Range to output from the entries below: the line containing "Where can the floor" through the line containing "Where can the yellow". Set it down exactly, ends included, nothing else.
*** Opening of Exercise input ***
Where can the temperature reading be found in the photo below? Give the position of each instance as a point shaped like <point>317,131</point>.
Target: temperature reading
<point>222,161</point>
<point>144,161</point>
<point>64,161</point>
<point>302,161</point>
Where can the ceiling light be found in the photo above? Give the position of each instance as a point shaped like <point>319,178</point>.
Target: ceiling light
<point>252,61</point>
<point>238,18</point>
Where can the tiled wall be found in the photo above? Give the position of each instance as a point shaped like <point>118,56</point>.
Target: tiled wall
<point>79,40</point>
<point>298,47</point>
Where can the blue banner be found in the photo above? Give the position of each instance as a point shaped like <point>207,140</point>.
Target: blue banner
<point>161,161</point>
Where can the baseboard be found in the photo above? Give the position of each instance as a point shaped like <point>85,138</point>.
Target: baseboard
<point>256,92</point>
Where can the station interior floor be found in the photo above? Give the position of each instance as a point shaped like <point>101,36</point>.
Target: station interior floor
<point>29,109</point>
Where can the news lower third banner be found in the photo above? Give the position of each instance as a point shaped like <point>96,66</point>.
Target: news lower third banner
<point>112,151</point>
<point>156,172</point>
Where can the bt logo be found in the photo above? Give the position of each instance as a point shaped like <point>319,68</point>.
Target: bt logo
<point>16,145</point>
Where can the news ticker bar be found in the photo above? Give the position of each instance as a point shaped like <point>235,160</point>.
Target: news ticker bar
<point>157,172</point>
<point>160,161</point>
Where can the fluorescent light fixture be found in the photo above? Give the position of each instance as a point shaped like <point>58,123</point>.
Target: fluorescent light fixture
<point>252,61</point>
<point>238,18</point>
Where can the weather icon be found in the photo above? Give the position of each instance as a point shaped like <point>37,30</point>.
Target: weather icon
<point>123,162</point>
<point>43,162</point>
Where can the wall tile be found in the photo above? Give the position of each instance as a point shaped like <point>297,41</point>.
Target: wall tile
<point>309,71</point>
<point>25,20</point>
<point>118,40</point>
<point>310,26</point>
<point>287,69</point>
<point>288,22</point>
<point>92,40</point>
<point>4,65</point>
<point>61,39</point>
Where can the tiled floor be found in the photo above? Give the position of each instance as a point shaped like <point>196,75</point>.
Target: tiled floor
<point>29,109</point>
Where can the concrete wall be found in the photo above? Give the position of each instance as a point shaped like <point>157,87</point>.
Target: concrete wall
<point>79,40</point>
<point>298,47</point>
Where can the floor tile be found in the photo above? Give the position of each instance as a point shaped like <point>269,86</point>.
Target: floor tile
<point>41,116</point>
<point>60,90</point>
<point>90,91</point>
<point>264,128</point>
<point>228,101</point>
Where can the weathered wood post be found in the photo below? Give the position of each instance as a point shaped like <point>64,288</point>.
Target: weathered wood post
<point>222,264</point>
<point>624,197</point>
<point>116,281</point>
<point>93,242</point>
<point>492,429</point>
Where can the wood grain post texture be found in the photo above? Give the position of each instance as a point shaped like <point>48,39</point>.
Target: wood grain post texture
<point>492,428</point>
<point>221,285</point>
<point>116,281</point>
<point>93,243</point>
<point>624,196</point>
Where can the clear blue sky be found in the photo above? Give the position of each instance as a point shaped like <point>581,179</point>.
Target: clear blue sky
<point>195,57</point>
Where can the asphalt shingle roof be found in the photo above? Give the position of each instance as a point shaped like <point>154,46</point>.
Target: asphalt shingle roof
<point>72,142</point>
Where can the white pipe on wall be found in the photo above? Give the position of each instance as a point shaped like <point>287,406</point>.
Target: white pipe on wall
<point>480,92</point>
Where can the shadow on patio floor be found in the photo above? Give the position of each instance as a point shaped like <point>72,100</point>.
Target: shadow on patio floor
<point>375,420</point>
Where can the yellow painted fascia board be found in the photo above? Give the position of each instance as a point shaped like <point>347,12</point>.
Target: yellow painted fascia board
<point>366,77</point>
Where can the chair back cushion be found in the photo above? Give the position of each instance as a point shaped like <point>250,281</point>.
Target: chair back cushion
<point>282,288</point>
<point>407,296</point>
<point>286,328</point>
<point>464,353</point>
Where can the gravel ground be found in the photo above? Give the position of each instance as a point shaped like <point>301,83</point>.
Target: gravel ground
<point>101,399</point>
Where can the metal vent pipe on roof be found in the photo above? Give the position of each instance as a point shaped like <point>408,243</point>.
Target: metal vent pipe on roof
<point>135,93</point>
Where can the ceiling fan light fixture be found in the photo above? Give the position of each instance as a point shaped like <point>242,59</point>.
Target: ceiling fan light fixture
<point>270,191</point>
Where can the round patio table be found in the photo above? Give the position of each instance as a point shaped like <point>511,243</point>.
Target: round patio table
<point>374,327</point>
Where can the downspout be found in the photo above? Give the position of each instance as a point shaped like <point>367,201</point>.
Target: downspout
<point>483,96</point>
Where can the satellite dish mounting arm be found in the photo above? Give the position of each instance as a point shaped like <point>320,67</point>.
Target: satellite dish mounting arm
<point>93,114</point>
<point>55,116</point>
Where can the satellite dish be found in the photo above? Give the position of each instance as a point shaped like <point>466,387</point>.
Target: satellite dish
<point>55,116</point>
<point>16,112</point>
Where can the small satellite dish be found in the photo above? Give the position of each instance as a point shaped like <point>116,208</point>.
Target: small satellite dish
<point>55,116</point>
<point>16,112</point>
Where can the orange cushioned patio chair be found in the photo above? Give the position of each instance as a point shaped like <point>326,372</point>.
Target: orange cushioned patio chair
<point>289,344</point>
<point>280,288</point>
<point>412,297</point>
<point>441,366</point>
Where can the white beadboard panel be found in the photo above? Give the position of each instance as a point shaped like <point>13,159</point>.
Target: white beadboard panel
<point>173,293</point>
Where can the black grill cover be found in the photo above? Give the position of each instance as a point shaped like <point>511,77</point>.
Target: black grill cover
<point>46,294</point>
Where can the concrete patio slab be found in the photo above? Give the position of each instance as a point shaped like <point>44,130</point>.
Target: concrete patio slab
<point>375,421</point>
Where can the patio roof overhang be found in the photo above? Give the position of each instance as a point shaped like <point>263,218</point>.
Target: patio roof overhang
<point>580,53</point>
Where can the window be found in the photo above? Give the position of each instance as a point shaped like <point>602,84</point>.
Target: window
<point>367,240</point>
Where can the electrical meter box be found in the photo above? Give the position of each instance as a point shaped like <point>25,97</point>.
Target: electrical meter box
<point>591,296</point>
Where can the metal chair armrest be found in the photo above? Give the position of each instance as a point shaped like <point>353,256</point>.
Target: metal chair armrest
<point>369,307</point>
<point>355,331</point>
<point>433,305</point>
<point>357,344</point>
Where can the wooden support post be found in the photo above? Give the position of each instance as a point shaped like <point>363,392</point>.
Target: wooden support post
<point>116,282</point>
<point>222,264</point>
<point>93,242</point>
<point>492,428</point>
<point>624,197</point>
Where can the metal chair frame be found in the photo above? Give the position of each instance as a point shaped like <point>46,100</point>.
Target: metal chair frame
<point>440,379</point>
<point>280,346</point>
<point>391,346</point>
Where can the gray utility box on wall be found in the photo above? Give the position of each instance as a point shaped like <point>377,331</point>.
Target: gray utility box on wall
*** Close of Exercise input ***
▸ Solution to this problem:
Where can the floor tile be found in the photo above? Give the position of each instance as a point shaped like <point>269,86</point>.
Target: floor tile
<point>41,116</point>
<point>60,90</point>
<point>90,91</point>
<point>264,128</point>
<point>228,101</point>
Where can the weathered wood post be found in the photo below? Give the position of each instance as a point shaped like <point>64,288</point>.
Target: weathered wood post
<point>222,264</point>
<point>624,197</point>
<point>116,281</point>
<point>93,242</point>
<point>492,429</point>
Where can the wood grain post texture be found in the photo above? Give the position of each instance as a point shaped like <point>48,39</point>.
Target: wood grain post texture
<point>492,428</point>
<point>221,285</point>
<point>116,281</point>
<point>93,243</point>
<point>624,196</point>
Where can the clear blue sky be found in the photo above? Give the position of each instance as a point shaped like <point>581,179</point>.
Target: clear blue sky
<point>195,57</point>
Where can the asphalt shingle roof be found in the photo above? Give the position of each instance as a point shaped like <point>154,46</point>.
Target: asphalt shingle roof
<point>72,142</point>
Where can the white pipe on wall be found in the photo above? Give the position of each instance as a point shaped like <point>287,406</point>.
Target: white pipe on wall
<point>480,92</point>
Where can the shadow on patio floor be found in the photo above? Give the position of each instance as a point shaped like <point>72,100</point>.
Target: shadow on patio floor
<point>375,420</point>
Where can the yellow painted fascia board be found in the photo above? Give the position of each instance as a point shaped like <point>347,12</point>.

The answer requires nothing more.